■ TEXTE FOURNI
Sheffield fait office de lieu de résidence temporaire, nous ne nous y voyons pas sur le long terme. Un déménagement finira par avoir lieu : quand et vers où ? C’est un mystère. J’aimerais tenter un autre pays, voire un autre continent, même si je sais que la vie n’y est pas meilleure. On peut changer l’environnement, mais on embarque toujours son cerveau (et donc ses problèmes) avec soi.
Ma vie à Sheffield ne m’inspire pas. Elle est très confortable (au point que je pourrais être ici dans dix ans), mais elle ne me fait pas rêver. Or, j’ai besoin d’enchanter mon quotidien pour le supporter. Sheffield, gris et industriel, se refuse à toute forme d’enchantement. Et la tyrannie du Brexitland, depuis quelques années, empêche que l’on s’y sente bien.
Samedi 8 avril
Toujours beaucoup de joie quand je visite Lincoln, en particulier la ville haute. Pendant quelques heures, je rêve d’y habiter. Cette ville (à une heure de Sheffield) me rappelle Oxford, c’est certainement la raison pour laquelle j’y suis à ce point attaché. Je la préfère à York, qui a l’inconvénient d’être extrêmement touristique.
Quand on vit au quotidien dans un endroit, il faut se méfier du tourisme. Le centre-ville d’Oxford, passé 11 heures, n’était plus fréquentable, surtout en été, quand les hordes de touristes débarquaient par bus entiers. Je déteste les foules. Heureusement, nous étions matinaux et visitions les magasins et la bibliothèque municipale dès leur ouverture. Dans quelques mois, ça fera cinq ans que j’ai quitté Oxford et que je n’y ai pas remis les pieds : à l’occasion, on parle d’aller y passer la journée, voir une expo à l’Ashmolean, se balader dans des petites rues (et rêver de Dormeveille College).
Dimanche 9 avril
Est-ce que je radote ? Aujourd’hui, je vais éditer le journal du mois de mars, ce qui me permettra de le vérifier… mais comme j’ai oublié ce que je disais en janvier et en février, cette vérification ne sera peut-être pas concluante. J’espère que les lecteurices ont une mémoire aussi mauvaise que la mienne… ou plutôt qu’iels s’en fichent un peu, me lisant entre deux tweets ou posts Facebook, sans grande attention (seule manière agréable de lire ce journal quand on n’en est pas l’auteur).

Données stockées:
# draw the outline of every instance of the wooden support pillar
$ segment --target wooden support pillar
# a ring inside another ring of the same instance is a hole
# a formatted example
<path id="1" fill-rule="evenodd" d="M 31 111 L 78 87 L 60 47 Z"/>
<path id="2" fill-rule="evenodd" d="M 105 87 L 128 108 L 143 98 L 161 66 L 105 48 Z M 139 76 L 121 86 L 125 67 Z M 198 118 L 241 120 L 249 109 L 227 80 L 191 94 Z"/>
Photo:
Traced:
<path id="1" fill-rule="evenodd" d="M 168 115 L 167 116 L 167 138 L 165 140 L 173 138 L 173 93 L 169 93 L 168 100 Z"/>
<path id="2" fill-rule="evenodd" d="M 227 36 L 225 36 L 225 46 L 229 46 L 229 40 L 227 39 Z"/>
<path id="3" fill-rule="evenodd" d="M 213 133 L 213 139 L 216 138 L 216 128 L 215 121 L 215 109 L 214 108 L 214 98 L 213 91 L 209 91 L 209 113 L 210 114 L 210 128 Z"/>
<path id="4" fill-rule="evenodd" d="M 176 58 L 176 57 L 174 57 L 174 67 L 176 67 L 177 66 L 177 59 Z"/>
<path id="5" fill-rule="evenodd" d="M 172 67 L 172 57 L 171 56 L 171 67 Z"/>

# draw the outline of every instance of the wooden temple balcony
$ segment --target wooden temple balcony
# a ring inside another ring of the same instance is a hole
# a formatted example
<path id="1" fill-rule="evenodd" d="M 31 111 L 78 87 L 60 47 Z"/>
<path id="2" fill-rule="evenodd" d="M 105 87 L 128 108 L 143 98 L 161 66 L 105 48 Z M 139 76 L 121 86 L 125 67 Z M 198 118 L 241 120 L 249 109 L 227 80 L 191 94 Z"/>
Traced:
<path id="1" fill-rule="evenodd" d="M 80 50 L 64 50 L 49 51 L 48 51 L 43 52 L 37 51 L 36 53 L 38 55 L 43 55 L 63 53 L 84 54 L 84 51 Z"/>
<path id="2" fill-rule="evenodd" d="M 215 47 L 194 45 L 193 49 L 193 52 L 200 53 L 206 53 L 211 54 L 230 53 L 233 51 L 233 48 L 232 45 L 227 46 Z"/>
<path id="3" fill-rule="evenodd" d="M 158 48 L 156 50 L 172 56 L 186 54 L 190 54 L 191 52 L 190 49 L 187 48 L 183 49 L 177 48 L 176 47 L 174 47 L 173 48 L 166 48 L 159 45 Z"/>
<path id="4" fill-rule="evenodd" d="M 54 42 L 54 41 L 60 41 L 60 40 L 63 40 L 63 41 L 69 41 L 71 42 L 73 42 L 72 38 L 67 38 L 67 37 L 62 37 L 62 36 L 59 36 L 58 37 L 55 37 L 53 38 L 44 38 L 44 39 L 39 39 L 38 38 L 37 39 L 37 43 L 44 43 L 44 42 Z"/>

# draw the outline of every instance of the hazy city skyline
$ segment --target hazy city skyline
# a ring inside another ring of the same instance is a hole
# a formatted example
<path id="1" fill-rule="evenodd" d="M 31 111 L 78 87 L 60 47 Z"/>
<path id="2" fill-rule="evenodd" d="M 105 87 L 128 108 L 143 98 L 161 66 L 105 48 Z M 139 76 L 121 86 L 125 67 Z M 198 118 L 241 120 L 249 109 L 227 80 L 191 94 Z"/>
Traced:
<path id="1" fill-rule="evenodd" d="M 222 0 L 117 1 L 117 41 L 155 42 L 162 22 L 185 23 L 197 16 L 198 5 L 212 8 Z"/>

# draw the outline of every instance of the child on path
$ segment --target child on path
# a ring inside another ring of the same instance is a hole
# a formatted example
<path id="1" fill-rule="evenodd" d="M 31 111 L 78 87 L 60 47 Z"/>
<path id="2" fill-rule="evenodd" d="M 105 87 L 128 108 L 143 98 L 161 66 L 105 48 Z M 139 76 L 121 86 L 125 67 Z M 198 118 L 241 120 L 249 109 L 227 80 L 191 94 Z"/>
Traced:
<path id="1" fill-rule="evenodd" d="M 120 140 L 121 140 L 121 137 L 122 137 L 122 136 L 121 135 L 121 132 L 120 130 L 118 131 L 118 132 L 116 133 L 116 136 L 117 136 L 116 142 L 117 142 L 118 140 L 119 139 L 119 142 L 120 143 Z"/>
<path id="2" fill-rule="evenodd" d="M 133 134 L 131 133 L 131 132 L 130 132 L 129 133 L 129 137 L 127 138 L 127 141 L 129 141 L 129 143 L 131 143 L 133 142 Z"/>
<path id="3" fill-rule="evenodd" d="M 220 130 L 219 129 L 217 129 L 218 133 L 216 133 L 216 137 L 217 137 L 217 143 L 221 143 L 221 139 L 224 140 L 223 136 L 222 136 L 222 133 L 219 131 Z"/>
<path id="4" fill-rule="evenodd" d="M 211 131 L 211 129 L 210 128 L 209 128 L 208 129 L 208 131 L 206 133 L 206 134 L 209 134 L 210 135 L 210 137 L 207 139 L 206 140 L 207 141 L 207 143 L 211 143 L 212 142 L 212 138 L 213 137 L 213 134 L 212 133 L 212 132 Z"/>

■ CONSIGNE
Répondez à ces questions à partir du texte fourni :
(a) À quelle distance de Sheffield se trouve Lincoln ?
(b) Quel défaut York a-t-elle par rapport à Lincoln ?
(c) Quel journal doit être édité le dimanche 9 avril ?

■ CORRIGÉ RÉDIGÉ
(a) Lincoln se trouve à une heure de Sheffield.
(b) York est extrêmement touristique.
(c) C'est le journal du mois de mars.